Yet we all know that
someone like Bush or like Mitt Romney is
eventually going to be forced down the
throats of Republican voters by the
big-money donors of the Beltway. Jeb may not
be a hit
with Rush or Thor or "the base," but
he's a hit with the money folks, and
everyone, Republican voters especially, ,
know it.
In the coming days and
weeks we'll be hearing a lot of voices from
the Democrat-leaning side subtly (and in
some cases not-so-subtly) applauding this
process of subverting the desires of
conservative voters with sheer financial
force. Generally this will come in the form
of trying to convince Republicans that Jeb,
while maybe not all they want ideologically,
is a good horse for the horse race.
While not exactly
endorsing Bush, the general thrust of the
rhetoric from mainstream campaign watchers
will be that Jeb has a good shot at winning
and will make things tough for other
entrants.
The National Journal's
Ronald Brownstein set the example,
writing a scare piece ("Jeb
Bush's 2016 Move Fuels Democratic Debate")
arguing that Democrats should be knocking
their spindly little knees in terror before
such an imposing figure.
The entrance of Bush,
Brownstein loathsomely argues, should make
Democrats wonder if passing health care
reform was such a good idea, when they could
have passed something more "middle-class"
(read: white-voter) friendly.
After all, now that the
Republicans might be running a guy who
speaks Spanish, is married to a Mexican
woman, and supported Common Core, it's no
longer a guarantee that the Dems will sweep
the minority vote like they have the last
two election cycles.
Bush, Brownstein argues,
could be a game-changer just in terms of
perception of the parties' relative
strengths: while all everyone is talking
about now is why Republicans do so badly
with minorities, a loss of the White House
by a Hillary to a Jeb could flip the script:
It wouldn't take
much Republican improvement among minorities
in 2016 to shift the discussion toward why
Democrats are struggling so badly with
whites…
I wasn't a fan of the
Affordable Care Act, but the notion that
Democrats should have shelved a
revolutionary health care program in favor
of some kind of superficial handout to the
white middle class because Jeb Bush
speaks Spanish – well, that tells you
everything you need to know about how people
inside the Beltway think.

[Dataset entries]
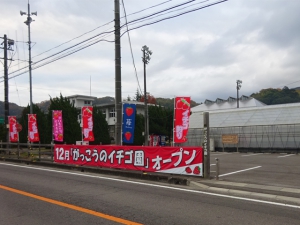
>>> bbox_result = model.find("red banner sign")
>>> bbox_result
[81,106,94,141]
[28,114,40,142]
[52,110,64,141]
[8,116,19,142]
[174,97,191,143]
[54,145,203,176]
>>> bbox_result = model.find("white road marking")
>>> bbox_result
[219,166,261,177]
[242,153,264,156]
[0,163,300,209]
[277,154,295,158]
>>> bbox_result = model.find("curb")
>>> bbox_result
[0,158,190,186]
[191,181,300,205]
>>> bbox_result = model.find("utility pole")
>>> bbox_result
[1,34,14,125]
[203,112,210,179]
[115,0,122,145]
[142,45,152,146]
[20,1,37,114]
[236,80,242,108]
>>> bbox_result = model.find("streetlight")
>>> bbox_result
[20,2,37,114]
[236,80,242,108]
[142,45,152,146]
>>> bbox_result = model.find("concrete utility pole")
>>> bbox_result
[20,1,37,114]
[203,112,210,179]
[142,45,152,146]
[236,80,242,108]
[2,34,14,124]
[115,0,122,145]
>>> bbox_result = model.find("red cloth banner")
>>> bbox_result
[52,110,64,141]
[54,145,203,176]
[8,116,19,142]
[28,114,40,142]
[174,97,191,143]
[81,106,95,141]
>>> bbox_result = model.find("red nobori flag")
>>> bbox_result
[8,116,19,142]
[174,97,191,143]
[28,114,40,142]
[81,106,94,141]
[52,110,64,141]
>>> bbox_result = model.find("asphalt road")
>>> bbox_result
[211,152,300,188]
[0,162,300,225]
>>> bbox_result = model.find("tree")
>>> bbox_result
[19,104,49,144]
[90,107,111,145]
[47,95,82,144]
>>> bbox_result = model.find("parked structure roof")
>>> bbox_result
[189,102,300,129]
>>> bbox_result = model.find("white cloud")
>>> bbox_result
[0,0,300,106]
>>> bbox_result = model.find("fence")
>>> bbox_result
[0,141,54,161]
[185,124,300,152]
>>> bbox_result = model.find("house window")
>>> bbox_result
[109,108,116,117]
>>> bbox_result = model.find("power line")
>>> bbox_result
[2,0,202,75]
[0,0,227,82]
[0,0,176,72]
[122,0,142,95]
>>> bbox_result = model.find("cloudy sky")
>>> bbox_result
[0,0,300,106]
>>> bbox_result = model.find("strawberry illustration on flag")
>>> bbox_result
[122,103,136,143]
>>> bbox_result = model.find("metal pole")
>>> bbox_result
[143,49,149,146]
[27,3,33,114]
[216,158,220,180]
[4,34,9,126]
[115,0,122,145]
[203,112,210,179]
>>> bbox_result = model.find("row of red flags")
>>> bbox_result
[8,106,94,142]
[8,97,191,143]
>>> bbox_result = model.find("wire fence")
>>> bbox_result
[185,124,300,151]
[0,141,54,162]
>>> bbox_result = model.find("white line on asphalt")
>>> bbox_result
[219,166,261,177]
[212,153,232,155]
[242,153,264,156]
[277,154,295,158]
[0,163,300,209]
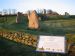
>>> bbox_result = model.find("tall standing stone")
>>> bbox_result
[16,12,21,23]
[28,10,39,29]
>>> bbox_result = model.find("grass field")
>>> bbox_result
[0,16,75,56]
[0,16,75,35]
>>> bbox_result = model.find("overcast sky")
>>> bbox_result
[0,0,75,15]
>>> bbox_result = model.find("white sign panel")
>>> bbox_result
[36,36,65,53]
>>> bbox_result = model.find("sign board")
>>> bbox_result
[36,35,66,53]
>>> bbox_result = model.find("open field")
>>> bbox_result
[0,16,75,35]
[0,16,75,56]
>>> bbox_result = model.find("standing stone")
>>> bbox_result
[28,10,39,29]
[16,12,21,23]
[65,12,69,18]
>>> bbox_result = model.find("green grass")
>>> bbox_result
[0,16,75,56]
[0,16,75,35]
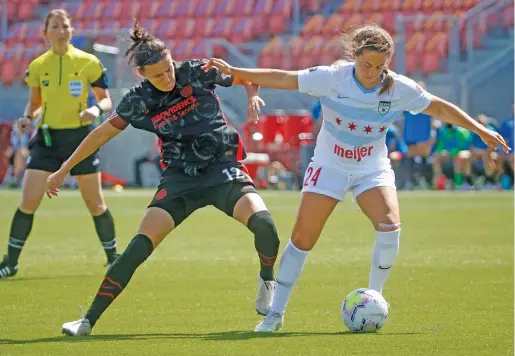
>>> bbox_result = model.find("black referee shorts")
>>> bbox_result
[27,126,100,176]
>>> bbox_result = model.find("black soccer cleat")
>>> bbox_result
[0,255,18,279]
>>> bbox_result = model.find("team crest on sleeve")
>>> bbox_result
[377,101,392,116]
[68,80,82,98]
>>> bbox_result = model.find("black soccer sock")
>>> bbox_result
[93,209,116,261]
[7,209,34,265]
[247,211,279,281]
[485,175,497,185]
[85,234,153,326]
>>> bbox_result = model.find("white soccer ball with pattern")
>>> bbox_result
[341,288,388,332]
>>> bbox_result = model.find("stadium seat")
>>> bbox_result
[379,0,402,12]
[301,14,324,37]
[422,52,440,75]
[268,14,287,35]
[359,0,381,13]
[338,0,362,15]
[321,14,343,38]
[343,14,363,30]
[252,0,274,17]
[423,32,449,57]
[18,0,38,21]
[234,0,255,16]
[229,17,252,44]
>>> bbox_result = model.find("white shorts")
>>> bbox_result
[302,162,396,201]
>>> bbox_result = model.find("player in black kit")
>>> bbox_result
[46,22,279,336]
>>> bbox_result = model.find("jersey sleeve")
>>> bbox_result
[86,57,108,89]
[395,75,433,115]
[198,60,234,87]
[25,61,40,88]
[298,66,337,96]
[115,90,146,124]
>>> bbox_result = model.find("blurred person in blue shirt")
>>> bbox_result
[402,82,436,189]
[498,105,515,189]
[470,114,497,188]
[386,125,409,189]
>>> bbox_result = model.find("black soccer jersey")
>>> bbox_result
[116,60,245,176]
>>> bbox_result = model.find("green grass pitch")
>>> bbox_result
[0,190,514,356]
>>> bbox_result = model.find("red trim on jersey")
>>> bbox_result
[157,137,168,169]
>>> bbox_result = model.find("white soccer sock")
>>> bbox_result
[368,229,401,294]
[270,240,309,314]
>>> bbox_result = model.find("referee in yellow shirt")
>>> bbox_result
[0,9,118,278]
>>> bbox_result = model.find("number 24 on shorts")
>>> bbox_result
[304,167,322,187]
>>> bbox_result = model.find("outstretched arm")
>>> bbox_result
[424,96,511,153]
[202,58,299,90]
[46,114,126,198]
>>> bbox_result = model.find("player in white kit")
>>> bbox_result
[205,25,509,332]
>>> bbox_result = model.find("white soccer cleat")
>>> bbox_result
[254,312,284,333]
[256,273,275,315]
[61,318,91,336]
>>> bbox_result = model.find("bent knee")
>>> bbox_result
[291,232,317,251]
[84,199,107,216]
[374,214,401,232]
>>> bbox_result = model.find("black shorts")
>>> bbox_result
[149,165,257,226]
[27,126,100,176]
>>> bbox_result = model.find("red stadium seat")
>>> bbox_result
[338,0,362,15]
[270,0,293,20]
[383,11,397,34]
[419,0,444,14]
[233,0,255,16]
[252,0,274,16]
[360,0,381,12]
[301,14,324,37]
[406,53,420,74]
[343,14,363,30]
[230,17,252,43]
[366,12,384,27]
[379,0,402,12]
[268,14,287,35]
[190,0,212,18]
[321,14,343,37]
[422,52,440,75]
[18,0,38,21]
[406,32,426,55]
[424,32,449,57]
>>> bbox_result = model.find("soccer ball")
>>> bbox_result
[342,288,388,332]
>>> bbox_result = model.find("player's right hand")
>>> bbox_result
[17,116,32,132]
[45,170,66,199]
[201,58,233,75]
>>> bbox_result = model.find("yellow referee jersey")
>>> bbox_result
[25,44,107,129]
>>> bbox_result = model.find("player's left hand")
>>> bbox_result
[79,106,98,122]
[247,95,265,123]
[479,129,511,153]
[200,58,233,75]
[45,170,66,199]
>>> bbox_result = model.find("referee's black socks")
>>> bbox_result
[7,209,34,266]
[85,234,153,326]
[247,210,279,281]
[93,209,116,262]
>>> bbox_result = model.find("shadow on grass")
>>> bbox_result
[0,274,101,284]
[0,331,426,345]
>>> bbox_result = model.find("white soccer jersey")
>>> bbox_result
[298,63,432,174]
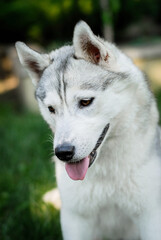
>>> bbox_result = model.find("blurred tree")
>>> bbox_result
[100,0,120,42]
[0,0,161,45]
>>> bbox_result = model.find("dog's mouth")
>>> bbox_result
[65,123,110,180]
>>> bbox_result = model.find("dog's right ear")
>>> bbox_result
[16,42,50,86]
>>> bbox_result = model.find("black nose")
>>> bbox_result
[55,143,75,161]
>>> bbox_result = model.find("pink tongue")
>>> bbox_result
[65,157,89,180]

→ List of tasks:
1: Answer these questions from the Jeb Bush commentary:
(a) In which publication did Ronald Brownstein's piece appear?
(b) What three things about Bush are listed as reasons the Democrats might no longer sweep the minority vote?
(c) What was the writer's view of the Affordable Care Act?
2: Reproduce the stretch of the Jeb Bush commentary from "While not exactly" through "an imposing figure.".

→ Responses to the tasks:
1:
(a) The National Journal.
(b) He speaks Spanish, is married to a Mexican woman, and supported Common Core.
(c) The writer wasn't a fan of it.

2:
While not exactly
endorsing Bush, the general thrust of the
rhetoric from mainstream campaign watchers
will be that Jeb has a good shot at winning
and will make things tough for other
entrants.
The National Journal's
Ronald Brownstein set the example,
writing a scare piece ("Jeb
Bush's 2016 Move Fuels Democratic Debate")
arguing that Democrats should be knocking
their spindly little knees in terror before
such an imposing figure.